--- START ---

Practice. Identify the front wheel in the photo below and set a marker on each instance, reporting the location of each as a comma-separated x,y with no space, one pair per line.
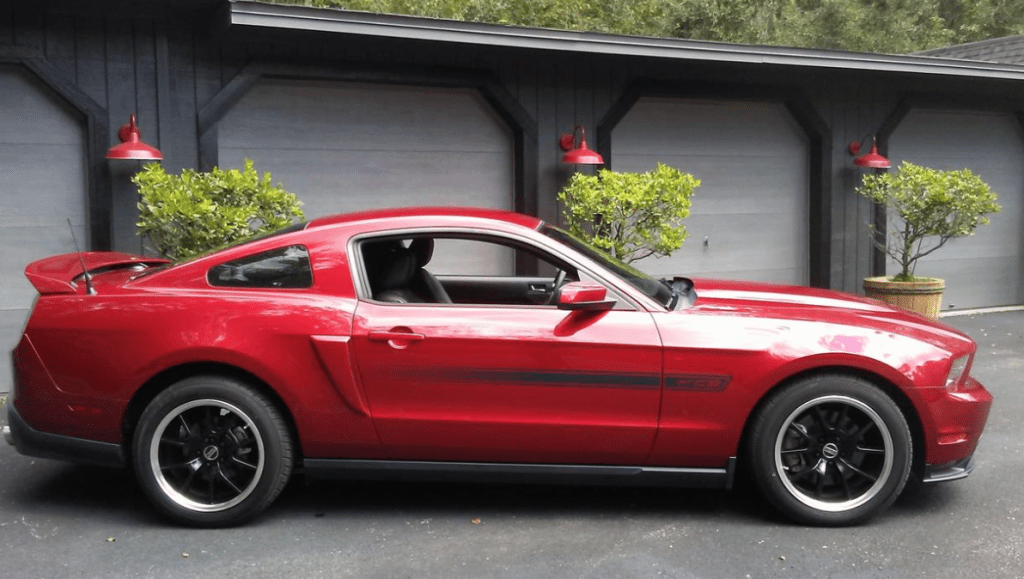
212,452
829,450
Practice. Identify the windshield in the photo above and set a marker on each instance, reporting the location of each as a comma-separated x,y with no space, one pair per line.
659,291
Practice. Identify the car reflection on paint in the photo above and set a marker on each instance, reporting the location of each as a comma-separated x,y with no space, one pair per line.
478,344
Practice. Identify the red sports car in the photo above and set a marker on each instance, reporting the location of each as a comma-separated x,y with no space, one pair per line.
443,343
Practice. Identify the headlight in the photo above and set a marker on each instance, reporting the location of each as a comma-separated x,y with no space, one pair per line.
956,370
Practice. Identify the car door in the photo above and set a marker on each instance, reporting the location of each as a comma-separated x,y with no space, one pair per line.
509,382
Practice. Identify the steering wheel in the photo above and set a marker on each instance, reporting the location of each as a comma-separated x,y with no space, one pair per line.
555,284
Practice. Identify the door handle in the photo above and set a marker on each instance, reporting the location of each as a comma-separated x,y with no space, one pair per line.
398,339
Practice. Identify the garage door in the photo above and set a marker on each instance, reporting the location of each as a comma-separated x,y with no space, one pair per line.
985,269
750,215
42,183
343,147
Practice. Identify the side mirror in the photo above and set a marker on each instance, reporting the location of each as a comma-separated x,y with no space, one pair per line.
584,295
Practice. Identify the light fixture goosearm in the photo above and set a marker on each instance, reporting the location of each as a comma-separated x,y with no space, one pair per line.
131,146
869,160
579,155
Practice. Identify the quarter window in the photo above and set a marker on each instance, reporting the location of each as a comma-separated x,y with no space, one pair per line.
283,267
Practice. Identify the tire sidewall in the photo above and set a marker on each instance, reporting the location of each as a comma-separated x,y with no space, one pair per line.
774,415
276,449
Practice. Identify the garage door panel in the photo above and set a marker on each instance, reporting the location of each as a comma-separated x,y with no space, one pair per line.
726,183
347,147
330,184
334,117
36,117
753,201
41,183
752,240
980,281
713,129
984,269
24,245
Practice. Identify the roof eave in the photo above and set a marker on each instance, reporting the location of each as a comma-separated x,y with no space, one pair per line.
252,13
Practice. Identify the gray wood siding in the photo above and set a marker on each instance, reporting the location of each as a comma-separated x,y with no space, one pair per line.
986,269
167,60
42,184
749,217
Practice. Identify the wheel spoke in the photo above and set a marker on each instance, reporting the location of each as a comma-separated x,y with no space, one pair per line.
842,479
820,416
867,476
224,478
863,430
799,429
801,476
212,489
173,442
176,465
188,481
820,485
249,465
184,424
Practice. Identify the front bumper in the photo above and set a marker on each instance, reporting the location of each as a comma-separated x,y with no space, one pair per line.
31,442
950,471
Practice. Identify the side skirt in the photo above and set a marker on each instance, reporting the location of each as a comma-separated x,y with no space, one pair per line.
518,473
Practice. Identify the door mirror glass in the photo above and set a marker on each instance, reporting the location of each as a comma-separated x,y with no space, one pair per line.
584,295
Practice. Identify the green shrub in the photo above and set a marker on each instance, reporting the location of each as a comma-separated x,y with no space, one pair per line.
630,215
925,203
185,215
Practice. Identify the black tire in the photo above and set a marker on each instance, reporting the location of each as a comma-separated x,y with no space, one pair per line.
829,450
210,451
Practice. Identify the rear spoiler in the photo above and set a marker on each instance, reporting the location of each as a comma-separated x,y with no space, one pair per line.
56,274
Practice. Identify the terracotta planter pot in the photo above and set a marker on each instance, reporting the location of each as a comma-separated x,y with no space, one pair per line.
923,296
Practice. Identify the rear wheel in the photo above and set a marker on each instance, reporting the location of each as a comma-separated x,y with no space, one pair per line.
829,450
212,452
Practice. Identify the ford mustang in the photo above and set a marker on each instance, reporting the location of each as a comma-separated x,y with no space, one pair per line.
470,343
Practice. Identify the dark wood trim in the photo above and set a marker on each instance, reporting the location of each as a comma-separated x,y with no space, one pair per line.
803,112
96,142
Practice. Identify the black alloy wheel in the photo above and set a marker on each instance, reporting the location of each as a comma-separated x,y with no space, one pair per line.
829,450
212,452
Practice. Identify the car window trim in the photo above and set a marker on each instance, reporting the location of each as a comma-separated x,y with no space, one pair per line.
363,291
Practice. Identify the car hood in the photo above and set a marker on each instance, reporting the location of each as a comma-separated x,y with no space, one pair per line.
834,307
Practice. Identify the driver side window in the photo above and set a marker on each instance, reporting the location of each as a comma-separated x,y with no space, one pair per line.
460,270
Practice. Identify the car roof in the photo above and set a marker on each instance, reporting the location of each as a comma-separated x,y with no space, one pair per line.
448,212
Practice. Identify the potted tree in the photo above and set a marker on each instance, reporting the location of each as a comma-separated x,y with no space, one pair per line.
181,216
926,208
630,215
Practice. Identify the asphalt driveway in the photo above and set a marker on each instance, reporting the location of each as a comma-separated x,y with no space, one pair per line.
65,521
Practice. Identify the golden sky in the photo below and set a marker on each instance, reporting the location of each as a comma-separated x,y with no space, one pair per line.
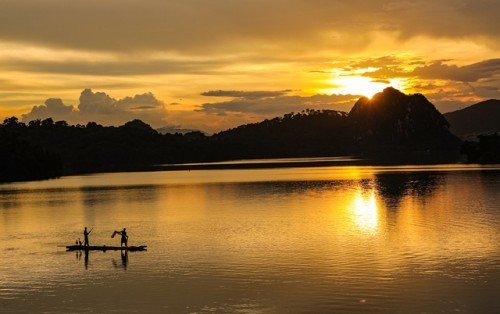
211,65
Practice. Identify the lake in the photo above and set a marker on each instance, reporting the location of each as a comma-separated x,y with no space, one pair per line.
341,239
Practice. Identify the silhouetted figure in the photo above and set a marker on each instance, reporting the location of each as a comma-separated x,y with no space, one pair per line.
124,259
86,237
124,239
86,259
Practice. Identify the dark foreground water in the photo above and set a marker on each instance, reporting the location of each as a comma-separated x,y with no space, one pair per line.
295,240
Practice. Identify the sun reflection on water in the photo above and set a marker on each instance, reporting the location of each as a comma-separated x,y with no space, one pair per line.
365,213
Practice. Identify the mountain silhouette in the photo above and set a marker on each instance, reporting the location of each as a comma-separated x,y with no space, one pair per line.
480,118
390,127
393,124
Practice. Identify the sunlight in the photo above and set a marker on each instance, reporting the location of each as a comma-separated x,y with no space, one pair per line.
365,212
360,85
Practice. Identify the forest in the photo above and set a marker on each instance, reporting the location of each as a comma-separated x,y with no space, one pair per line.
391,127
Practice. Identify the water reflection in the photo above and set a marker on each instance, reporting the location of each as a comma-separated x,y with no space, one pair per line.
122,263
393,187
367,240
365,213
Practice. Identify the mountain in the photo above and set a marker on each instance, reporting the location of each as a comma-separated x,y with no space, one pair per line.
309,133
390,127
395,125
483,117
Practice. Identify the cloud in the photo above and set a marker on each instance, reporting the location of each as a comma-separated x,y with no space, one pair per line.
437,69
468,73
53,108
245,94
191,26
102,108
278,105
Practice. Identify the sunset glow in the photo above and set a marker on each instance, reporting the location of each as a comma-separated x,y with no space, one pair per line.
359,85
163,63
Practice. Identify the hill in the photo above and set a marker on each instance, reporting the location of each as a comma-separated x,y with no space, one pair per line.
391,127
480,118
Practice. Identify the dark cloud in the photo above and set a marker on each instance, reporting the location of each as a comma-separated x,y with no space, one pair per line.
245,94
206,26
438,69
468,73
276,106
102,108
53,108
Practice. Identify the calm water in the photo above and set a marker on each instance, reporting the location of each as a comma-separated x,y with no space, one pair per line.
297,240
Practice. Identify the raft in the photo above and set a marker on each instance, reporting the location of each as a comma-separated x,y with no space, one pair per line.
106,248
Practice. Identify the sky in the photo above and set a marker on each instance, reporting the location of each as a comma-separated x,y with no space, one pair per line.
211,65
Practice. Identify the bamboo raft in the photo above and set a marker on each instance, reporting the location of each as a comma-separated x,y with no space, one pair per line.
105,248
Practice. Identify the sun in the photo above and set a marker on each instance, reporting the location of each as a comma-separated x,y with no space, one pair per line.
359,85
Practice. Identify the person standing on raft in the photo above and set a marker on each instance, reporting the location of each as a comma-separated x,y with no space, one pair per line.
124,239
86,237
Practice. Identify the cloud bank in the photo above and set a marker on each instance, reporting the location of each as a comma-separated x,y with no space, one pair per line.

--- END ---
--- START ---

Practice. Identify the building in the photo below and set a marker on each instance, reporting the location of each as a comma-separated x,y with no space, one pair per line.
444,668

--- END ---
--- START ---

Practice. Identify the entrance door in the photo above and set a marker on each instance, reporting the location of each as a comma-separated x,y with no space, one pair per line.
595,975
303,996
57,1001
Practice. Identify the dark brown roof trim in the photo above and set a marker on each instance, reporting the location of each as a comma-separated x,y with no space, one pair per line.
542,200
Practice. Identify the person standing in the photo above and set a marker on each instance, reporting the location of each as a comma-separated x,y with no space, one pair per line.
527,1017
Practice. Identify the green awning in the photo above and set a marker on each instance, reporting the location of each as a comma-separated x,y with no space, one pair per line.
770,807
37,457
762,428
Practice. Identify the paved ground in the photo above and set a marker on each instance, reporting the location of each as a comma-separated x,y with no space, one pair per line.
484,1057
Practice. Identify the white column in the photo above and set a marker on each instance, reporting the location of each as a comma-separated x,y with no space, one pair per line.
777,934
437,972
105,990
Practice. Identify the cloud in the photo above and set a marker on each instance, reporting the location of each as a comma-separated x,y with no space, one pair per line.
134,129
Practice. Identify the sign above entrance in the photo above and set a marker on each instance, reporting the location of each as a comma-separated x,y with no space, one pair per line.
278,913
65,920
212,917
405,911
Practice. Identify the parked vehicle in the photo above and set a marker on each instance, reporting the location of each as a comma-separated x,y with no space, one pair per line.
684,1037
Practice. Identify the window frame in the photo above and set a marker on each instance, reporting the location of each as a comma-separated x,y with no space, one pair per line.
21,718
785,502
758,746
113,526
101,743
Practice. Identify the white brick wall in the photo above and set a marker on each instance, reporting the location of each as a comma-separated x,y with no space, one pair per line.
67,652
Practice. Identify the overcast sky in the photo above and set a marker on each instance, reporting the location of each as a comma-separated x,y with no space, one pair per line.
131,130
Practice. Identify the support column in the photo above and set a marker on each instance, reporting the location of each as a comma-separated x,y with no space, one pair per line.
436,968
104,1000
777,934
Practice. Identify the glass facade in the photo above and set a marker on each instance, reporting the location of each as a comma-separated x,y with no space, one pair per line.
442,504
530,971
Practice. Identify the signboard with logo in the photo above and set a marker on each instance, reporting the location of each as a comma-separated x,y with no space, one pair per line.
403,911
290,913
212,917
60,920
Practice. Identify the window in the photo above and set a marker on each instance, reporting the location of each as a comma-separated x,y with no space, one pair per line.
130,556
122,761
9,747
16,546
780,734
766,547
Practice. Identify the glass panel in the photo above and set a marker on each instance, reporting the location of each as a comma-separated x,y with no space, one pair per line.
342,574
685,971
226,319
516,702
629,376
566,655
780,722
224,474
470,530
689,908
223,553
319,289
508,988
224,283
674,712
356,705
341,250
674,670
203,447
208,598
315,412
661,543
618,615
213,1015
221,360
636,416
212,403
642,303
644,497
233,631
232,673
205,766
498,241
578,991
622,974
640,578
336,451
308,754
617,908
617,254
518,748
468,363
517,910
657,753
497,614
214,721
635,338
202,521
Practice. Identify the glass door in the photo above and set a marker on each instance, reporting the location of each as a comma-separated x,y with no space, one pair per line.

--- END ---

> **What the task requires**
Copy out the entries verbatim, from the line with "Practice. Identify the glass facade" to the line with "Practice. Identify the glass door", including both of those lines.

> **Response below**
Practice. Identify the glass facade in the photo above and set a marker on each instance, reporting the location of each as a comma-separated x,y with no space, one pair per line.
442,504
530,971
Practice. Identify the signboard with logo in the photo above and set a marker on each instance, reporting the location of each as a comma-separated x,y with no space, one pair per line.
403,911
290,913
212,917
60,920
Practice. Identify the window in the photo above and set a marker on each instance, reporting the location of each as a comma-separated x,y with no space, one pair per line.
130,556
122,761
9,747
16,546
780,734
766,547
Practice. Identify the glass panel in the photo above and set a marker on each instance, reporting the location of each as a comma-separated x,y with no space, one pair per line.
342,574
685,971
226,319
516,702
629,376
566,655
780,722
224,474
470,530
689,908
223,553
319,289
508,988
224,283
674,712
356,705
341,250
674,670
203,447
208,598
315,412
661,543
618,615
213,1015
221,360
636,416
212,403
642,303
644,497
233,631
232,673
205,766
498,241
578,991
622,974
640,578
336,451
308,754
617,908
617,254
518,748
468,363
517,910
657,753
497,614
214,721
635,338
202,521
Practice. Identify the glass door in the photo above and set a marker on each instance, reporting the location of each as a comma-separated x,y with no space, one pair per line.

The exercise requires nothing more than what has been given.